**Task set**
- A) Check each statement against the human rights course description and answer yes or no, quoting the words of the text that decide it. (i) The course starts by reviewing the history of the development of human societies. (ii) The course will look at biological determinants of the evolutionary process but not ecological ones. (iii) Indigenous people are named among the historically disadvantaged groups.
- B) In the human rights course description, which debate will the course especially consider when it examines the meanings of concepts about human rights?
- C) Continue the human rights course description from its last sentence.

*** Excerpt Section Begins ***

This course may be for you if you have ever pondered similar questions. Questions like: What are human rights? Should there be the primacy of international law? Shall we support global legal principles? Who deserves human rights? Can we defend universal rights and standard rules in a culturally diverse world? Should groups prevail over individual’s rights?
We will start by reviewing the history of the development of human societies, phases of development of human cultures, and the corresponding attitudes towards human beings, laws, and the idea of human rights and human duties. We will analyze why and how various social groups differ in their approaches to who deserves to be called “human” and their corresponding “rights.” Secondly, we will look at biological and ecological determinants of the evolutionary process and how they can shape and elucidate various social, cultural, and religious approaches as to which groups deserve to be called “nation” or who qualifies as a “human being” and what should be their corresponding rights and why. The course will critically examine the cultural and political meanings of concepts about human rights, especially considering the universalist versus relativist debate in the context of human socio-cultural and biological evolution. We will examine various societies and how they construe rights and responsibilities and analyze concepts such as power distribution, discrimination, prejudice, genocide, coercive assimilation, and other historical patterns of domination and exploitation. We will look at common justifications for the exploitation, destruction, disenfranchisement, and underdevelopment of various historically disadvantaged groups such as women, children, indigenous people, and others.
The concept of universal human rights will be discussed from the historical and cultural perspective to move toward a more contextualized understanding of the modern system and the growing populist challenges against it.

*** Excerpt Section Ends ***
*** Record set Section Begins ***

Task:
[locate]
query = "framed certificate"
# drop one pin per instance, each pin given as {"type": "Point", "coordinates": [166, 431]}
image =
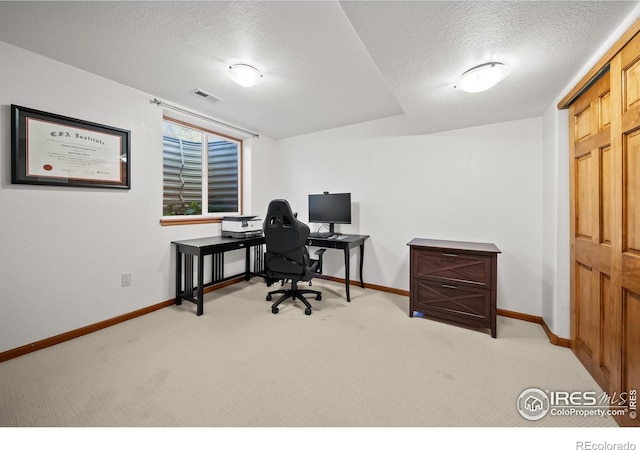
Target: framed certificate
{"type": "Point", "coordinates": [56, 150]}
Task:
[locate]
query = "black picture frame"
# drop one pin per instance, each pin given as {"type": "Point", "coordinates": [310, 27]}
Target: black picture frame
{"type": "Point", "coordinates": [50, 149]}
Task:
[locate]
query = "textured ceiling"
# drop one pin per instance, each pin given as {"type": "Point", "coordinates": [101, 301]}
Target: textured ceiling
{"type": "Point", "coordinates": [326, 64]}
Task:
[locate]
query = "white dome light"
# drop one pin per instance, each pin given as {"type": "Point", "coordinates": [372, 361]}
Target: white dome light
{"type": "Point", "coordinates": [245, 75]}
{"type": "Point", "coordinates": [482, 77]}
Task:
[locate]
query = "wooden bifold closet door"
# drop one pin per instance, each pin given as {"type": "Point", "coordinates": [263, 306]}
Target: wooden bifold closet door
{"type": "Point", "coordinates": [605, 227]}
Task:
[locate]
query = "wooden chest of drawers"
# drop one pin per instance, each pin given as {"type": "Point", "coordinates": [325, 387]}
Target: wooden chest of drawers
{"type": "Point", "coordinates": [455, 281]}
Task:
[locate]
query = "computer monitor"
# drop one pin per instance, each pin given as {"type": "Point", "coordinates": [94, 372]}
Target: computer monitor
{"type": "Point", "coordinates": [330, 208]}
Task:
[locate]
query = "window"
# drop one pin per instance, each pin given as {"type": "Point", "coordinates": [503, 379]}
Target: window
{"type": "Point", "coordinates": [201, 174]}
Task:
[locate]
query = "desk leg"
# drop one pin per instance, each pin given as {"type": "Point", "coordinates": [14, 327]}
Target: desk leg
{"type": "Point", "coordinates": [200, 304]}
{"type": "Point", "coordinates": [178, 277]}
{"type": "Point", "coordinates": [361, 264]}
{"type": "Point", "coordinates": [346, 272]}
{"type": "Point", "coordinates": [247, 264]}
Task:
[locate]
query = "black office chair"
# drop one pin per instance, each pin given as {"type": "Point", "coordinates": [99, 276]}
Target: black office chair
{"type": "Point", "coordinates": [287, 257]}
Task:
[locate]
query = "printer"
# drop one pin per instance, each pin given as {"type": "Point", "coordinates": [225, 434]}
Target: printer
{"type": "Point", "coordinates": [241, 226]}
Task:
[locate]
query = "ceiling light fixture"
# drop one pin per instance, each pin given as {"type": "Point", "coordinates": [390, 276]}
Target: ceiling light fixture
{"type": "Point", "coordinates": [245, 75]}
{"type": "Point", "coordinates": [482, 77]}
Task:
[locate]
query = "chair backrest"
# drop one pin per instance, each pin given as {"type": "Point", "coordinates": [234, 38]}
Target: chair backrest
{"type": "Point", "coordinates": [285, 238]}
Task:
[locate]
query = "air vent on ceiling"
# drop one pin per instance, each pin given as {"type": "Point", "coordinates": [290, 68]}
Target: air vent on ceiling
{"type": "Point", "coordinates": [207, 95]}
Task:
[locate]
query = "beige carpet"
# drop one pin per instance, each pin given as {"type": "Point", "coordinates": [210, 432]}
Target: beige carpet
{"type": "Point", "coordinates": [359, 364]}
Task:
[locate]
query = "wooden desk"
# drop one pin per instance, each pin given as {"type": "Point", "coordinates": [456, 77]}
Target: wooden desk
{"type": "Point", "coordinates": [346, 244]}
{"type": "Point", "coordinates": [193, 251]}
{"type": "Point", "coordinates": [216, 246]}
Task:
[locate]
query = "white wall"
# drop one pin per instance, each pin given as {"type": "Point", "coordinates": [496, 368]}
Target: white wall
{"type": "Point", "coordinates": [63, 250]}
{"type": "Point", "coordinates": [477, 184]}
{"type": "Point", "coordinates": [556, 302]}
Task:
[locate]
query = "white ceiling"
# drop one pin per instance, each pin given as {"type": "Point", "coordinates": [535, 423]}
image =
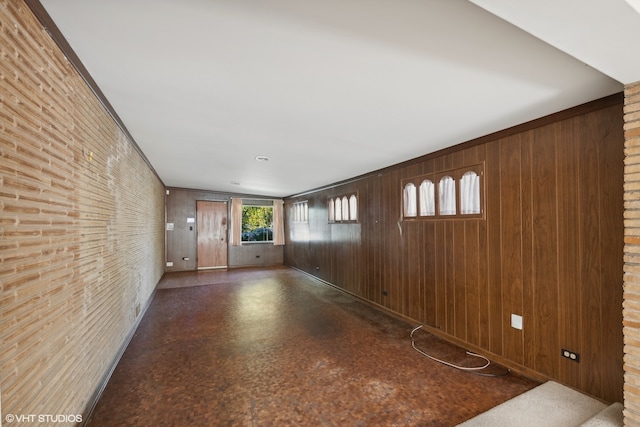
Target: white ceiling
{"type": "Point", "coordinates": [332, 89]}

*** Record set Section Ends ***

**Responses by item number**
- A)
(i) Yes: "We will start by reviewing the history of the development of human societies"
(ii) No: "we will look at biological and ecological determinants of the evolutionary process"
(iii) Yes: "historically disadvantaged groups such as women, children, indigenous people, and others"

- B) The universalist versus relativist debate, in the context of human socio-cultural and biological evolution.

- C)
Once we understand the history of human societies, we will focus on the modern international architecture of international law and human rights, their genesis, underlying realities and theories behind their creation, and the evolution of that system over the last fifty years. We will examine the legal, social, scientific, and jurisprudential issues surrounding the effort to establish a universally applicable human rights framework in a world with profound cultural and religious diversity. We will analyze the basis of the current system and review major philosophical approaches to human rights and international laws, e.g., positivism, natural law, deconstructivism, post-modernism, and structuralism). We will examine human rights applied to marginalized groups and individuals, how they developed, and why. We will also analyze the conflict between group rights and the rights of individuals and discuss whether modern human rights law is sufficient to protect the human rights of women and other marginalized groups living in Western and non-Western societies.
Finally, we will attempt to arrive at a synthesis and focus on current debates concerning the validity of modern international law and existing human rights treaties in a complex and diverse world, with emphasis on understanding various philosophical approaches such as universalism, cultural and legal relativism, positivism, liberalism, authoritarianism, and populism, among others. An essential part of the course will be understanding the underlying epistemology of knowledge and science: How do we know what we know and what we do not know and cannot know? The course will combine regular lectures with a “Socratic teaching method” using “cases,” which the students will read and debate in class. That approach will allow students to practice creating arguments for various positions and understand which positions are more defensible and what the common cognitive distortions and typical logical fallacies are.